**What to do**
[1] In the article on the Leeds United and Manchester United rivalry, list every heading that appears under "Manchester United at Leeds United FYIs".
[2] Extend the article on the Leeds United and Manchester United rivalry, picking up right after its final sentence.

Wednesday night brings the next edition of the famed Roses Rivalry, as Leeds United visits Manchester United. The two sides will met again, four days later, for the Premier League reverse fixture.
There are many derbies in England, but this is one fierce rivalry (which is also sometimes referred to as the Pennines Derby) that is unlike any other, because it works on levels that go far beyond just the clubs involved. The acrimony is actually loosely rooted in the historical clashing between the entire Northern England counties of Lancashire and Yorkshire.
Manchester United at Leeds United FYIs
Kickoff: Wednesday, February 8, 8pm, Old Trafford
PL Position: Manchester United 3rd, 42 points Leeds United 17th, 18 points
Transatlantic Passage: How the Premier League Redefined Soccer in America: LINK
Team News for Both Sides: go here
Man United Starting XI Prediction: go here
PL Form: Manchester United WLDWW Leeds United LDLDD
Odds: Manchester United 64%, Leeds United 16%, Draw 20%
And the Lancashire-Yorkshire feud is, at least on some level, one with origins within the 15th century Wars of the Roses. Let’s take a look at all this, and see where we’ve been, so that we also know where we’re going.
The Wars of the Roses, were a series of civil wars waged between two rival cadet branches of the house of Plantagenet (a royal dynasty): York and Lancaster.
They went to war over, what else, but the very throne of England, over the span of 1455-1487.
The wars, which had roots in the infamous Hundred Years War, were especially bloody, with the Battle of Towton, staged only 15 miles (24 km) away from Leeds, described by some historians as “England’s bloodiest ever battle”.

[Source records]
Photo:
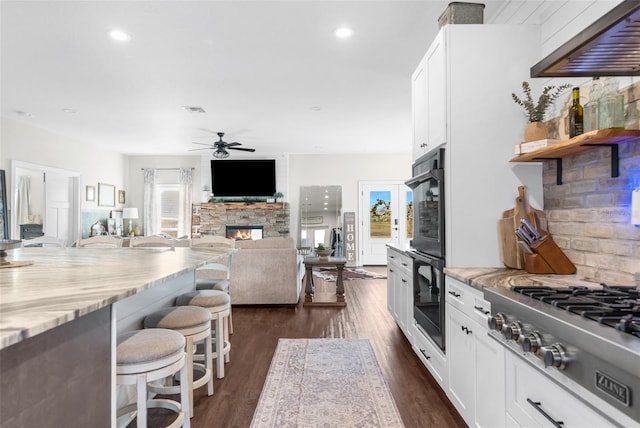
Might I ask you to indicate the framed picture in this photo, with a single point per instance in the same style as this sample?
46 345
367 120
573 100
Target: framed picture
115 219
90 193
106 195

**Solved tasks**
[1]
- Kickoff
- PL Position
- Transatlantic Passage: How the Premier League Redefined Soccer in America
- Team News for Both Sides
- Man United Starting XI Prediction
- PL Form
- Odds

[2]
It is estimated that over 105,000 perished in this war, won by Lancaster, who were allied with the House of Tudor. They also had France, Scotland and Wales on their side, among others.
Meanwhile York had Ireland, Brittany and Burgundy as among their allies.
In the end, it was the Tudor family that assumed the throne. After the Wars of the Roses, the two Plantagenet factions came together, but bad blood between the two counties lived on.
These days, the colors of the roses live on in each team’s home kit.
Leeds is white, like the Yorkshire rose (which is visible in the team crest/badge) while United is red, matching the Lancashire rose.
However, it is worth noting that United’s original colors, when they were founded with the name Newton Heath Lancashire Yorkshire Railway Football Club (well there is a spirit of unity, huh?) in 1878 were green and gold.
Also, Leeds didn’t go white until the 1960s, and that was only because they drew inspiration from Real Madrid. When hooliganism was at its worst, in the 1970s, we saw some nasty clashes between some supporter groups of each respective club.
There was much fisticuffs, melees, brawls and brouhahas.
The Roses Rivalry was also once designated by The Daily Telegraph as “English football’s most intense – and inexplicable – rivalry.” And this week brings a new twist. The two sides have never staged both of their league fixtures versus each other in the same week!
But weird scheduling, plus crazy rescheduling is what happens in a year where you have an unprecedented mid-season World Cup, plus the long-reigning monarch dies, forcing games to be postponed.
How’s that for a blood feud backstory?
This type of thing is actually quite rare in sports, although it is far from only example.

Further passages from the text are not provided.